== TEKS YANG DIBERIKAN
Unit gawat darurat harus selalu
dalam keadaan siap siaga. Perawat gawat
darurat harus siap mengenali adanya abnormalitas pada sistem dan berpartisipasi
dalam penatalaksanaan pasien dengan tepat.
Berbagai kondisi bisa saja terjadi, sehingga tidak ada alasan bagi
perawat yang tidak dapat mengkaji pasiennya dengan tepat. Mengikuti
pendekatan pengkajian terorganisasi merupakan hal yang sangat penting, tetapi
yang paling penting adalah gagasan bahwa setiap perawat harus membuat dan
menggunakan secara konsisten pendekatan yang bermakna bagi setiap individu.
Area pengkajian pertama harus selalu
pengkajian sistem kardiovaskuler dan respirasi. Pengkajian tersebut merupakan
pengkajian utama yang dimandatkan pada semua perawat gawat darurat untuk
dilakukan pada semua pasien. Tanda vital
merupakan indikator yang signifikan dari kondisi saat ini dan kondisi
berikutnya. Tubuh memiliki mekanisme
luar biasa, dan tanda vital berperan sebagai indikator yang menunjukkan fungsi
nmekanisme kompensasi tersebut.
Pengukuran tanda vital menjadi tren (diulang dari waktu ke waktu) dan
sering direkomendasikan di lingkungan gawat darurat sehingga dapat
menggambarkan status pasien secara akurat dan dapat memperkirakan hasil secara
efektif (Lyer, P.W., Camp, N.H.,2005). Pada pasien injury diperlukan
penatalaksanaan yang agak berbeda dimana pengkajian, diagnose, dan tindakan
dilakukan secara bersamaan (Fulde, 2009). Pada pengkajian awal pada pasien dengan trauma, apabila
terdapat multiple injury maka dilakukan
pemeriksaan head to toe secara cepat, akan tetapi jika jika tidak multiple maka
segera lakukan focused assesment,
Pemeriksaan
umum dapat dilakukan secara bersamaan dengan pemeriksaan utama, seperti tingkat
kesadaran, kualitas bicara, organisasi pikiran, dan tampilan umum. Satu aspek yang penting dari pengkajian
adalah pembentukan hubungan terapeutik.
====
== DATA TEREKAM
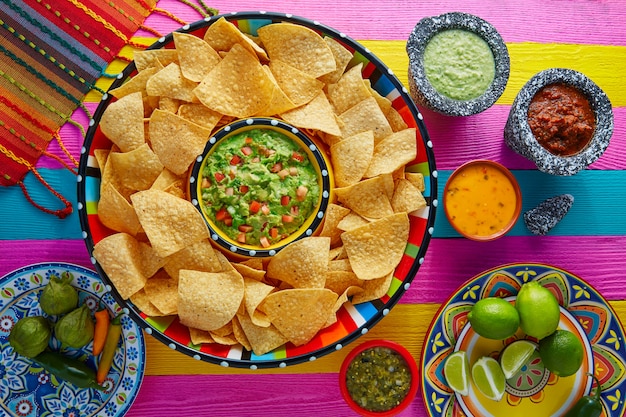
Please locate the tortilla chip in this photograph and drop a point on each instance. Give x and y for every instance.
(351, 157)
(407, 198)
(367, 198)
(349, 91)
(142, 302)
(150, 261)
(342, 58)
(393, 152)
(136, 169)
(119, 256)
(339, 281)
(261, 339)
(334, 214)
(152, 57)
(351, 221)
(374, 250)
(363, 116)
(237, 86)
(373, 289)
(299, 87)
(200, 115)
(115, 212)
(222, 35)
(176, 141)
(165, 179)
(279, 103)
(170, 223)
(246, 271)
(254, 294)
(169, 82)
(196, 56)
(163, 293)
(298, 46)
(199, 256)
(122, 122)
(299, 313)
(302, 264)
(199, 337)
(316, 114)
(417, 179)
(208, 300)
====
[TUGAS 1]
Jawablah pertanyaan berikut berdasarkan teks tentang pengkajian gawat darurat.
(a) Area pengkajian apa yang harus selalu menjadi area pertama?
(b) Pada pasien injury, tiga hal apa yang dilakukan secara bersamaan?
(c) Pada pengkajian awal pasien trauma, apa yang segera dilakukan jika tidak terdapat multiple injury?
[TUGAS 2]
Salinlah dengan tepat bagian teks tentang pengkajian gawat darurat, mulai dari "Unit gawat darurat" dan terus sampai "pasien dengan tepat.".

[JAWABAN TERTULIS 1]
(a) Pengkajian sistem kardiovaskuler dan respirasi.
(b) Pengkajian, diagnose, dan tindakan.
(c) Focused assesment.

[JAWABAN TERTULIS 2]
Unit gawat darurat harus selalu
dalam keadaan siap siaga. Perawat gawat
darurat harus siap mengenali adanya abnormalitas pada sistem dan berpartisipasi
dalam penatalaksanaan pasien dengan tepat.